Hi Donna,
Welcome to the Dream Forum and thank you for posting. Keep checking in as others will add their replies here too.
You've listed some of the most common recurring dream themes. I'll look at one with you and I'm sure other people will give their interpretations, suggestions, questions and personal experiences on the others you've mentioned.
You'll also find plenty of general information on why dreams recur (and much more) on the FAQ page here:
http://www.dream.net.au/library/faq.cfm
Okay, I'll go for the house dreams with the hidey-secret rooms:
If the houses in our dreams are not houses known to us in waking life, they tend to symbolise our mind.
The many 'compartments' of the mind become the many rooms of the dream house. For example, the dark basement of the dream house can represent the unconscious, whereas the higher levels of the house can symbolise the higher levels of the mind (higher intellect, spiritual levels and so on).
The various rooms can reflect the various areas of the mind: the kitchen often symbolising nurturing, the bathroom tending to represent emotional cleansing and so on.
A common house dream is to find an extra room in a house, or a house with many rooms crying out to be used. This dream often comes up when the dreamer is beginning to acknowledge extra room for growth (unused potential).

***

• _Exercise task A_:
Pick out every line of the entries that contains the word "street", treating uppercase and lowercase as different.

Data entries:
***

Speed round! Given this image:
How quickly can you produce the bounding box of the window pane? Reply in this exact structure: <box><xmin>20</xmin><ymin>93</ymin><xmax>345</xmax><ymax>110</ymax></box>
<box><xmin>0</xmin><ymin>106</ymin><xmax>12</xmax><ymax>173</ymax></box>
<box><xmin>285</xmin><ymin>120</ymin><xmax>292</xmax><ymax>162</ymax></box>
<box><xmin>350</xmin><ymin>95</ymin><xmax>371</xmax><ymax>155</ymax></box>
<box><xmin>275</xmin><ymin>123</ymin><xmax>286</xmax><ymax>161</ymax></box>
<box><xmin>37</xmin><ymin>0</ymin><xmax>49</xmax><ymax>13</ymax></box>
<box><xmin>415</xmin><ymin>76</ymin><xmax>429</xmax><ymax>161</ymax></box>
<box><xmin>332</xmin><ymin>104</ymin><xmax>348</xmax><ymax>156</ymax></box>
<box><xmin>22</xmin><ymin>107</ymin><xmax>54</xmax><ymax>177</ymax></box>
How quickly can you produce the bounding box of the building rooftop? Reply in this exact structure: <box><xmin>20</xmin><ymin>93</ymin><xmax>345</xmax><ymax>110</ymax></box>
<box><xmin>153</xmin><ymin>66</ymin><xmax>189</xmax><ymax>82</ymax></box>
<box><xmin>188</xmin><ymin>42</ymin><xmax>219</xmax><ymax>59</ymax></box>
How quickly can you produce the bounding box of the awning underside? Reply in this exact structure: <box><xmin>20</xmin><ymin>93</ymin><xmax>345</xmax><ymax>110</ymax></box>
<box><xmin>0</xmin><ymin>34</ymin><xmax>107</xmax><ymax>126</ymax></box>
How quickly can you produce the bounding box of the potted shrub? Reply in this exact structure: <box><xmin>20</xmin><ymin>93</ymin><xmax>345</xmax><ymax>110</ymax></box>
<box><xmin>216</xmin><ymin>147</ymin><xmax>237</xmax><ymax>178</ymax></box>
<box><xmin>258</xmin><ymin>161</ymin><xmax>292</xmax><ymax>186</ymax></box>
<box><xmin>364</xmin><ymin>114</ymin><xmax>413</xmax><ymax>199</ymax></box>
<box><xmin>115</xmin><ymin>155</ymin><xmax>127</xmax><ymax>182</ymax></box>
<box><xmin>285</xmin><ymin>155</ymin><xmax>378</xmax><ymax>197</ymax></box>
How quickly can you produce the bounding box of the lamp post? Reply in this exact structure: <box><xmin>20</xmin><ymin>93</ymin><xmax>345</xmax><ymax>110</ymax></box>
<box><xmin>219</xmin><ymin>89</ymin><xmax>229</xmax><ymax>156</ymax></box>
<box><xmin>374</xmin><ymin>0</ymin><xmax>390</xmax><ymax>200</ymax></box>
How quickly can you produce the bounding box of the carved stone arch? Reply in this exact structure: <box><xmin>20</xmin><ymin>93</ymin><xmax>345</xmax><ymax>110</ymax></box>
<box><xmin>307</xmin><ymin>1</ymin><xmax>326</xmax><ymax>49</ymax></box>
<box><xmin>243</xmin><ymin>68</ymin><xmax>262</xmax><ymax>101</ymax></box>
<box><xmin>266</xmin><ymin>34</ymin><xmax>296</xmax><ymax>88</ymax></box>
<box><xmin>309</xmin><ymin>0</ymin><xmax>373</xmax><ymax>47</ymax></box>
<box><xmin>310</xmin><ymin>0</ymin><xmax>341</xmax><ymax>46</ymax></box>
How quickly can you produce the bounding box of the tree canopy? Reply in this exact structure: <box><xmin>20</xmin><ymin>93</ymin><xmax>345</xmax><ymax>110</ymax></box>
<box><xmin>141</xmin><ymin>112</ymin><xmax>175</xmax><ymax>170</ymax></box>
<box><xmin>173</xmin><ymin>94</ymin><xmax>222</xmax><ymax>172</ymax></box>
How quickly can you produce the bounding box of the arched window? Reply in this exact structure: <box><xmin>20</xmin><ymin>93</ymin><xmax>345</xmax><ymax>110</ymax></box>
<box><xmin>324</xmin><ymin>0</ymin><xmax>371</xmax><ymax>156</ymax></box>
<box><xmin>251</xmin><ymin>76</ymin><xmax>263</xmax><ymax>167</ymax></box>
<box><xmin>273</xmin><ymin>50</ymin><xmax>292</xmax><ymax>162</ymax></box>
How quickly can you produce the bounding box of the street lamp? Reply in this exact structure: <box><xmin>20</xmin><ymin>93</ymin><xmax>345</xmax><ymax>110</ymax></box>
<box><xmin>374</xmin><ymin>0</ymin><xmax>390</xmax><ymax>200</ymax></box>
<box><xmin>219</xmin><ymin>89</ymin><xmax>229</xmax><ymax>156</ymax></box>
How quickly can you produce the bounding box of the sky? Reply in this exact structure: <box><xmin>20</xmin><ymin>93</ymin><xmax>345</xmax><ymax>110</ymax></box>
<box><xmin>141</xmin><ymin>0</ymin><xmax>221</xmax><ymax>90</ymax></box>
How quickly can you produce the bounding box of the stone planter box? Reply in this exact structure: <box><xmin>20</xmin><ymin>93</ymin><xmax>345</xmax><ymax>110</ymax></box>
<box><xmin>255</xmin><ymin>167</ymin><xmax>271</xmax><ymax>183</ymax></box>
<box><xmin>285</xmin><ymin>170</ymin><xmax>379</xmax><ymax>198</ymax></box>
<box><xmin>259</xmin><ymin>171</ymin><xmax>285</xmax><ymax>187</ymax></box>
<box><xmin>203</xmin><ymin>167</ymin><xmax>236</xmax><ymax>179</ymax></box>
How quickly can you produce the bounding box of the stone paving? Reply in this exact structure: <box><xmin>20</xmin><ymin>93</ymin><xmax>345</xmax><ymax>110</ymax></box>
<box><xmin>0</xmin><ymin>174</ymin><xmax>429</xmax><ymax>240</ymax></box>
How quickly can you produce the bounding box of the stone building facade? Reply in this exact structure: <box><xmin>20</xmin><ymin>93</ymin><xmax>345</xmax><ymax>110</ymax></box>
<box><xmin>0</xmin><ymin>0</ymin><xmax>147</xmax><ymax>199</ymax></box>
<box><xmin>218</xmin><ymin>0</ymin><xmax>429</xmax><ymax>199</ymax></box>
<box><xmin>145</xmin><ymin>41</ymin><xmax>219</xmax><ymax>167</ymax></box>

***

• _Exercise task B_:
Print the part of the dream forum reply that opens with the words containing "A common house" and closes with "growth (unused potential).".

• _Written response A_:
How quickly can you produce the bounding box of the street lamp? Reply in this exact structure: <box><xmin>20</xmin><ymin>93</ymin><xmax>345</xmax><ymax>110</ymax></box>

• _Written response B_:
A common house dream is to find an extra room in a house, or a house with many rooms crying out to be used. This dream often comes up when the dreamer is beginning to acknowledge extra room for growth (unused potential).